» **Page**:
....................

In particular, note the clip when Popovic said that Otpor had no leaders; haha, Otpor leaders said that Otpor was leaderless…

Protestors admire Mandela, see how the anti-apartheid struggle was on the verge of a civil war until Mandela urged for moderation: http://www.mandelamovie.co.za. Read Long Walk to Freedom for the real experience.

See the award-winning work of Maria J. Stephan and Erica Chenoweth: https://www.youtube.com/watch?v=YJSehRlU34w; Why Civil Resistance Works The Strategic Logic of Nonviolent Conflict http://www.mitpressjournals.org/doi/pdf/10.1162/isec.2008.33.1.7

“Rowdies” are also complaining about the marshals, saying the same line that everyone is a marshal and there is no need for designated marshals. However, this view is just as wrong. It is extremely difficult to maintain nonviolent discipline in any movement. As Wikipedia puts it,

Demonstration marshals, also called stewards, are used by the organizers of large or controversial demonstrations, rallies and protests, to help ensure the safety of the participants.[5][6] They are especially important for preventing infiltration by agents provocateurs. (http://en.wikipedia.org/wiki/Marshal)

....................

» **Dataset records**:
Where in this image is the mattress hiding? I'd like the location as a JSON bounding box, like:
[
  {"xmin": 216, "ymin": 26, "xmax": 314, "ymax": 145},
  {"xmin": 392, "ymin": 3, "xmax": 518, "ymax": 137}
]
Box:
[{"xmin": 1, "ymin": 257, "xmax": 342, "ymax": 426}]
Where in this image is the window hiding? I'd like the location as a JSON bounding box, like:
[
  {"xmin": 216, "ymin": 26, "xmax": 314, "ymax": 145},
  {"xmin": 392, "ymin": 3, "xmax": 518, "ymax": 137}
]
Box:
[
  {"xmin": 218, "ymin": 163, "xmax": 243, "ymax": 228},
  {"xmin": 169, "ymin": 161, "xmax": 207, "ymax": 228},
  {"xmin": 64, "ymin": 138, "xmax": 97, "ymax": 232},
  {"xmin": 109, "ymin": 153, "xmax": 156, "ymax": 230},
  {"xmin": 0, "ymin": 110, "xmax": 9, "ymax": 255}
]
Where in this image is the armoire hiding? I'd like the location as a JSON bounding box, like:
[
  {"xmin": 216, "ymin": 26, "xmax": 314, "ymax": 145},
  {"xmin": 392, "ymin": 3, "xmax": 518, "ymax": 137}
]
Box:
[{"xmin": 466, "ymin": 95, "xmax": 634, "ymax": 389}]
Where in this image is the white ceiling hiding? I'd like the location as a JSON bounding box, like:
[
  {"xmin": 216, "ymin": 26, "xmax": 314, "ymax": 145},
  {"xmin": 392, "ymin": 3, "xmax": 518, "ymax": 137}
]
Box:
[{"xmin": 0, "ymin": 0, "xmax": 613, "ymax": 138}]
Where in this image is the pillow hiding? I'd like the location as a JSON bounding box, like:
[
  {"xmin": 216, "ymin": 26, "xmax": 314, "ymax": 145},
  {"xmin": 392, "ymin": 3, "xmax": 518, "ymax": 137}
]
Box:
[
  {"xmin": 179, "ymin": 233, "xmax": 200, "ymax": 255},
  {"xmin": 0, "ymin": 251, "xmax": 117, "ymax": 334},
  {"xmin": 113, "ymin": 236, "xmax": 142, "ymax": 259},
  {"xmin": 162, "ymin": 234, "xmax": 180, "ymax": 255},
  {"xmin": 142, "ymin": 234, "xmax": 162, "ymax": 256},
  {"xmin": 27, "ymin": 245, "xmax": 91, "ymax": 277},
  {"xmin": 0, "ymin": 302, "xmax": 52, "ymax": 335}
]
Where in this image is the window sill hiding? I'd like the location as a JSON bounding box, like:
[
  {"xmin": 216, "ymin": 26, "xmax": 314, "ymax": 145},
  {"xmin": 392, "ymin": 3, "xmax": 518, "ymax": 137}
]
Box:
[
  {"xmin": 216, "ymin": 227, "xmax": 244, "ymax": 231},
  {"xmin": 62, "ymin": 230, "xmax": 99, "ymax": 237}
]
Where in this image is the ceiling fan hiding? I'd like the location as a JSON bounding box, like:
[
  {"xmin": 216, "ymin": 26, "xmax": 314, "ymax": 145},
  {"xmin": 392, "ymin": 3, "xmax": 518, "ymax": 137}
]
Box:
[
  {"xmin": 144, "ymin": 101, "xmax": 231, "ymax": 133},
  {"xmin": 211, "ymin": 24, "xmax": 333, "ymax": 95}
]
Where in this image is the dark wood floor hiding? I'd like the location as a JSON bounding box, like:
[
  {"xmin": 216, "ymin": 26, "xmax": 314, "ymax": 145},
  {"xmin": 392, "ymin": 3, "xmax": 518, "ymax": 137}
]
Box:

....................

» **What to do**: Can you return the stretch of the nonviolent protest text from "Demonstration marshals, also" to "agents provocateurs. (http://en.wikipedia.org/wiki/Marshal)", copied word for word?

» **Worked answer**:
Demonstration marshals, also called stewards, are used by the organizers of large or controversial demonstrations, rallies and protests, to help ensure the safety of the participants.[5][6] They are especially important for preventing infiltration by agents provocateurs. (http://en.wikipedia.org/wiki/Marshal)